WHAT TO DO.
Start at the line in the entries below that contains "the form [196,229].", stop at the line that contains "the form [65,67].", and output exactly the lines in that span, both ends included.

DATASET RECORDS.
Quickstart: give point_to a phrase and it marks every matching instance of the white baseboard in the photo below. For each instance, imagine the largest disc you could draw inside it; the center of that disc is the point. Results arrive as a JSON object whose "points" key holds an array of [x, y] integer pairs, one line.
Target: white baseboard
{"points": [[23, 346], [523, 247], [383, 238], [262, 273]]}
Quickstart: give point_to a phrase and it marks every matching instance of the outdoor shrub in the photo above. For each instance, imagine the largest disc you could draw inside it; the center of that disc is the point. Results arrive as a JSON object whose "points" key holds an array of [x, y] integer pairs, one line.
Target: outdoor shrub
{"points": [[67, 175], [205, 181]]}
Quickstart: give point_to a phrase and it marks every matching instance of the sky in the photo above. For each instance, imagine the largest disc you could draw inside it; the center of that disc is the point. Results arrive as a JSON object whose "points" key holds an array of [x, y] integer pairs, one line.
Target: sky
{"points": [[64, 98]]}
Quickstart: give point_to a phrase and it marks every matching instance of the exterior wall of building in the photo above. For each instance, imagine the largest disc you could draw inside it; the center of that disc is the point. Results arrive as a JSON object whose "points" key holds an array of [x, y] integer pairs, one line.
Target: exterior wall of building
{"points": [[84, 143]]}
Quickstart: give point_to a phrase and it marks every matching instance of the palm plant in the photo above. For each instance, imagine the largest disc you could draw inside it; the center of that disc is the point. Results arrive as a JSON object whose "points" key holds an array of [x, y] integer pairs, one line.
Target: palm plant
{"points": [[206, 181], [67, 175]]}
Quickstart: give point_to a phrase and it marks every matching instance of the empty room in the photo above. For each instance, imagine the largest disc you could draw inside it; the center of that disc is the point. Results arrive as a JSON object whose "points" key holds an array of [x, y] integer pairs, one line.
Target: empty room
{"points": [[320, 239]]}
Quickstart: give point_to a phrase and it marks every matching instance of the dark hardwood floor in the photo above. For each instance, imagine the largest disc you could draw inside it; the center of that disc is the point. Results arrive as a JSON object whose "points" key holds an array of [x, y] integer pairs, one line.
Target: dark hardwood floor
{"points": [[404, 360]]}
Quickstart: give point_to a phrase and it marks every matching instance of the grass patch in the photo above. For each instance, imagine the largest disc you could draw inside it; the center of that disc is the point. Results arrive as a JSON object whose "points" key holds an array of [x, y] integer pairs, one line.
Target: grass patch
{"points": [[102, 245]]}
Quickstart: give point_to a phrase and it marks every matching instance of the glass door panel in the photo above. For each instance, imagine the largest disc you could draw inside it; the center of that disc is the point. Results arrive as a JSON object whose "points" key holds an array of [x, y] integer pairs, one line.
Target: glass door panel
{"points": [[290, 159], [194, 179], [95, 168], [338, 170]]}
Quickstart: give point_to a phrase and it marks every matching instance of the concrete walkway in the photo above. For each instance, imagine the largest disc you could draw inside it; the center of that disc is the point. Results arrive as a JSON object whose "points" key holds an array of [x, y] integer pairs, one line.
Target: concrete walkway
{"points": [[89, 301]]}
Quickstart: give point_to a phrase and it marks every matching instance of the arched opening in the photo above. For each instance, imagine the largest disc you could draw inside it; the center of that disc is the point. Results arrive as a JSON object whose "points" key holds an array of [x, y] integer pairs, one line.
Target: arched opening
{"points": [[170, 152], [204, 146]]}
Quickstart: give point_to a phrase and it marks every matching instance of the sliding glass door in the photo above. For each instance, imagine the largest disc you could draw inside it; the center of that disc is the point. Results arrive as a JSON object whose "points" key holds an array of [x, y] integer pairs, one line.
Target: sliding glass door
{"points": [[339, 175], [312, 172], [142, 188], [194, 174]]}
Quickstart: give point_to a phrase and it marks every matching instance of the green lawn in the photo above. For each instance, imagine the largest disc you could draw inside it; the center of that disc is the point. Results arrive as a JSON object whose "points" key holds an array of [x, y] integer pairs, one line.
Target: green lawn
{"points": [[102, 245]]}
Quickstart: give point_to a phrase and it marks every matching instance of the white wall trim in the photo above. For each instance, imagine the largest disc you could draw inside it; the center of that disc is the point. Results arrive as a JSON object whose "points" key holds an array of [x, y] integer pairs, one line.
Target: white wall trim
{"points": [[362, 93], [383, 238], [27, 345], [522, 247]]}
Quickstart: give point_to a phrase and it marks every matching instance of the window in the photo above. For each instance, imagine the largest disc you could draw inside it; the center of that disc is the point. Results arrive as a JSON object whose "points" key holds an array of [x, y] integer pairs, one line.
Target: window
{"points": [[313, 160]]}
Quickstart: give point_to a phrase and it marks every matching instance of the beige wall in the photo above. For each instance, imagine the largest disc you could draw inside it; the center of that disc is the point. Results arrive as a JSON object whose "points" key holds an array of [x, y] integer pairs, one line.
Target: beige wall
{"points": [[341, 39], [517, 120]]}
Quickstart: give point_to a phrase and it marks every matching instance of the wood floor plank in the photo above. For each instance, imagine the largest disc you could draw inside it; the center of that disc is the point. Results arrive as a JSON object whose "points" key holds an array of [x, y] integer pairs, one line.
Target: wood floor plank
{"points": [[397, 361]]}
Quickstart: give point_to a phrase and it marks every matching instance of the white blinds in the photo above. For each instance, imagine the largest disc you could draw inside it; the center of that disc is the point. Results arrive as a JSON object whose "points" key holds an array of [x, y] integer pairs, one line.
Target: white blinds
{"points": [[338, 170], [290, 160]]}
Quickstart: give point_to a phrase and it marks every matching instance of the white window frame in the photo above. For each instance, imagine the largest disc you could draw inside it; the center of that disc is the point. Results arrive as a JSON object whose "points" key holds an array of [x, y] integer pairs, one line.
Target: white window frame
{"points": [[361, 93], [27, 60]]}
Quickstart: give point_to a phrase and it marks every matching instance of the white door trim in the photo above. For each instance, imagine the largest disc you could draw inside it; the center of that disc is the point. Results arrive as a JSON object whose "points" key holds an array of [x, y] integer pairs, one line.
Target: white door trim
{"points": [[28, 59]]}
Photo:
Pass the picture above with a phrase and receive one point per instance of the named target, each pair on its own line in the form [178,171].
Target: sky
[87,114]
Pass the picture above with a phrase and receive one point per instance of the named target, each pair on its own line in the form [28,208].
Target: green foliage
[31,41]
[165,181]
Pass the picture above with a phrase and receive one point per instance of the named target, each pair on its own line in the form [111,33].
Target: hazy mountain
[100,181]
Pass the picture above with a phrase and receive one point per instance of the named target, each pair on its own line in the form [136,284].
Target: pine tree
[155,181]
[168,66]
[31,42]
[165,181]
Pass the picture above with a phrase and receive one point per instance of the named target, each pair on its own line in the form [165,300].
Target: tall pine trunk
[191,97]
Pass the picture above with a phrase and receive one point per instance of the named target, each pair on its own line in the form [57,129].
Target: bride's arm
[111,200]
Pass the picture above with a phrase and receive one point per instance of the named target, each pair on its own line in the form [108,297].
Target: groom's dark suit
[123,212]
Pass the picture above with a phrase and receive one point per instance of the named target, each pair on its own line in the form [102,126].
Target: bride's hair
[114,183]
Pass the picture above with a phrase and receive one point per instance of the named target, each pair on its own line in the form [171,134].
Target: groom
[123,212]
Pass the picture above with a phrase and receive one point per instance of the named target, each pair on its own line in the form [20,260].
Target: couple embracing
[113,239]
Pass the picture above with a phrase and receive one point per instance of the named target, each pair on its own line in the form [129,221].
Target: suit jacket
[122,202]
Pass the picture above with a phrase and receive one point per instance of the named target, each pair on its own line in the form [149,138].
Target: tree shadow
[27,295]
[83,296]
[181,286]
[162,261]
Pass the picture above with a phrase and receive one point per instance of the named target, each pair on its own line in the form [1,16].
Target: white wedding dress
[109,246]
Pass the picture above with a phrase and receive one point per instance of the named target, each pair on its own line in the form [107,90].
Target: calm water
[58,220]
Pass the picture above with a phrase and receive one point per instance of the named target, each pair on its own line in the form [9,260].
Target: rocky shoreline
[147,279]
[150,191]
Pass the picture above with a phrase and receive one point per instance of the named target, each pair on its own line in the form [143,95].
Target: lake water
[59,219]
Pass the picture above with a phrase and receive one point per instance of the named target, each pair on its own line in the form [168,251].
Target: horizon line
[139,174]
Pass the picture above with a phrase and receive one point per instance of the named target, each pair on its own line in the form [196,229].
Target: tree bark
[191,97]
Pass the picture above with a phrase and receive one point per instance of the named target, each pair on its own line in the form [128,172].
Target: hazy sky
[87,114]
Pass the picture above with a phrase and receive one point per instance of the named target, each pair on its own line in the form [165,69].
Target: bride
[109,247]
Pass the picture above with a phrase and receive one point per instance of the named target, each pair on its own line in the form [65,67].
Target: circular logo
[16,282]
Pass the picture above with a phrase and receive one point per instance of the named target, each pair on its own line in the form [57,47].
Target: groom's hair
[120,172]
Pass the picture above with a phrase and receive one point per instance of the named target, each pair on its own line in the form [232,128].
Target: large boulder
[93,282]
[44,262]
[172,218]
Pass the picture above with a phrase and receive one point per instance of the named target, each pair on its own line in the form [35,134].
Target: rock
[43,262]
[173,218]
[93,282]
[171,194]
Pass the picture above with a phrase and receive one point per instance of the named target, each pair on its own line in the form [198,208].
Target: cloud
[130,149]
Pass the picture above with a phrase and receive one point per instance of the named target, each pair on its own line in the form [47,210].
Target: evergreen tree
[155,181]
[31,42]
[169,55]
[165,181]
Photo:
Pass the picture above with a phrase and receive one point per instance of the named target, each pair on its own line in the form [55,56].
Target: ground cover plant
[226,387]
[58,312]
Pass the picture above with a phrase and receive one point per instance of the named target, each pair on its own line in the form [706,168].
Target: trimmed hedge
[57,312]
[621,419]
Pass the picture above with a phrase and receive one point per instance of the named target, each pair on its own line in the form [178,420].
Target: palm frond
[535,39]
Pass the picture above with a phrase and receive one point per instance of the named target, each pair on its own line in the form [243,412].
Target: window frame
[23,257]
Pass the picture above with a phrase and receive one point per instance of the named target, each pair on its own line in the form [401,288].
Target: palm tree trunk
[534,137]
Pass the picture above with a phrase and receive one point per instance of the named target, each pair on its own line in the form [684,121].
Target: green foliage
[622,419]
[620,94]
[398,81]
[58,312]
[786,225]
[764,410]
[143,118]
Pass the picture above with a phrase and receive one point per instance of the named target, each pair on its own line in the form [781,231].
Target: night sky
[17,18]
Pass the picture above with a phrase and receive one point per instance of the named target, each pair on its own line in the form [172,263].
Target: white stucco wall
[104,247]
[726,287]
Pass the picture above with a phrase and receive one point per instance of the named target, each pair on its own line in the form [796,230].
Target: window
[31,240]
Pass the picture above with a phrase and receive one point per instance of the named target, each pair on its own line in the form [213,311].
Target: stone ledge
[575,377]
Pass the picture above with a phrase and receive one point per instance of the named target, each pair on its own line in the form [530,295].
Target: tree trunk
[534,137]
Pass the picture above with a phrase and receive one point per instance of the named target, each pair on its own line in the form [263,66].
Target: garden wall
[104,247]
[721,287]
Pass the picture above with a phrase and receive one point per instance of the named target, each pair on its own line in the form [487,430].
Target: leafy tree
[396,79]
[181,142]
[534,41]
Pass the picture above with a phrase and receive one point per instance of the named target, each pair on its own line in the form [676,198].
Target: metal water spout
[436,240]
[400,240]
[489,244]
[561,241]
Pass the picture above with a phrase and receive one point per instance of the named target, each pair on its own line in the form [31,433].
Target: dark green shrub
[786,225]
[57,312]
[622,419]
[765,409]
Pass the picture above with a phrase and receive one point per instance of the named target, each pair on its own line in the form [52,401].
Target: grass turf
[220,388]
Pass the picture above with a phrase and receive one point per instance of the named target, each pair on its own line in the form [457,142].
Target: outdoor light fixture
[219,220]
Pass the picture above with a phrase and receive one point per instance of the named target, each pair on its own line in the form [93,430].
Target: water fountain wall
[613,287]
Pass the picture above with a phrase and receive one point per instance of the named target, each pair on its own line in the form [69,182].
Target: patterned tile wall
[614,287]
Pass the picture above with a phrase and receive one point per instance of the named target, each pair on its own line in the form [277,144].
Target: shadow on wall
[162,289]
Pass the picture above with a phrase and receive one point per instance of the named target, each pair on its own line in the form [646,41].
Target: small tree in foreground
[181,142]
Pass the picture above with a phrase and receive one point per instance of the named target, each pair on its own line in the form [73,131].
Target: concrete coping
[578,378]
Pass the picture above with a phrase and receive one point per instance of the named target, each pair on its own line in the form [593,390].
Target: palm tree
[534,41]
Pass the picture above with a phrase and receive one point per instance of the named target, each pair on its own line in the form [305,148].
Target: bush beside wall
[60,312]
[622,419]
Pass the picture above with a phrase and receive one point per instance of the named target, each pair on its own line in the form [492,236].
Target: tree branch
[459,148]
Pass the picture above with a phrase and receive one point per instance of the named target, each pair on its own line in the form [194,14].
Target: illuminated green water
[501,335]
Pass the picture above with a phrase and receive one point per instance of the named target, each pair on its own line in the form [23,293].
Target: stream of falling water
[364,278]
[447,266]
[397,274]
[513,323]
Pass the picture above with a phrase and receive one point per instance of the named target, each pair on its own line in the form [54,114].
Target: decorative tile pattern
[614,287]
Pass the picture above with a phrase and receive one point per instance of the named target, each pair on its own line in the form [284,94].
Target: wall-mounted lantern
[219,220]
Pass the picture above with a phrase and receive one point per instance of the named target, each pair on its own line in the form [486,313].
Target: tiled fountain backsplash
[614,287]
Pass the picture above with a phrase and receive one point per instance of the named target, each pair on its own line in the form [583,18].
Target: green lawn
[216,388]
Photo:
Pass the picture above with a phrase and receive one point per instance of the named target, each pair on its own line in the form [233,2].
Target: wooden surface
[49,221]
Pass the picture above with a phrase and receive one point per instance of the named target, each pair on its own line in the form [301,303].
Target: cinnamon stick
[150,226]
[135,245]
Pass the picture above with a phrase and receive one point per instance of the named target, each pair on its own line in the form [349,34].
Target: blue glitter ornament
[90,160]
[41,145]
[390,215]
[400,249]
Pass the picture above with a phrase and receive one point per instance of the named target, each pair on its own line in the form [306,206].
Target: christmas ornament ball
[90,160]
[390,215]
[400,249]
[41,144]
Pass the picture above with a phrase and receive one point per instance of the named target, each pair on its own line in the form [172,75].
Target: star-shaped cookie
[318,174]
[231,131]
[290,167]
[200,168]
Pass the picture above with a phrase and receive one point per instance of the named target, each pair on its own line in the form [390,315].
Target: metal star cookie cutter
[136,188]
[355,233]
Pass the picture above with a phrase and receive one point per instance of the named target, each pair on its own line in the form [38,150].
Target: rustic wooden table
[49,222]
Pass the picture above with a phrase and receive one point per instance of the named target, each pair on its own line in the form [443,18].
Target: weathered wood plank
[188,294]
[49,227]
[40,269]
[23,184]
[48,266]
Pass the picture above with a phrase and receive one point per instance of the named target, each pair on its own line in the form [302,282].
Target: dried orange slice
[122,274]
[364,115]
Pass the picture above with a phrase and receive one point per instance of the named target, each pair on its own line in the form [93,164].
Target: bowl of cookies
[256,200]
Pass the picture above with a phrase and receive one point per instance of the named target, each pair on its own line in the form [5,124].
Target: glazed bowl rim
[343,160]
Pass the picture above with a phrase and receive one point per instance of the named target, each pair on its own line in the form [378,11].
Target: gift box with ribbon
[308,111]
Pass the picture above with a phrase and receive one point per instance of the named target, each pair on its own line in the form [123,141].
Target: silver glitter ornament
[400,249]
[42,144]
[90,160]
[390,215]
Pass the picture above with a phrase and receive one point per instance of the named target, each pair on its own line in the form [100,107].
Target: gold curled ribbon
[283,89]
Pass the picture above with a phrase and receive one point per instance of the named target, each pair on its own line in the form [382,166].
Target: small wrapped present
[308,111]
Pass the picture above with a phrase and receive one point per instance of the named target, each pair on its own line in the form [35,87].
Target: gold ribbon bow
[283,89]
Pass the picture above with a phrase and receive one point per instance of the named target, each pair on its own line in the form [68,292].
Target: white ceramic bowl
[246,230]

WORKED SOLUTION.
Pass the picture above with a phrase and receive one point per instance of the named target, each pair on its own line in the form [196,229].
Target: tree bark
[191,97]
Pass the picture above with a phrase and receive one point per instance of the named target, each pair on its own line in the form [128,172].
Target: hazy sky
[87,114]
Pass the picture above with a phrase and receive one point per instance of the named target, each pair on its own line in the form [165,69].
Target: bride
[109,247]
Pass the picture above with a phrase and receive one point per instance of the named target, each pair on its own line in the form [65,67].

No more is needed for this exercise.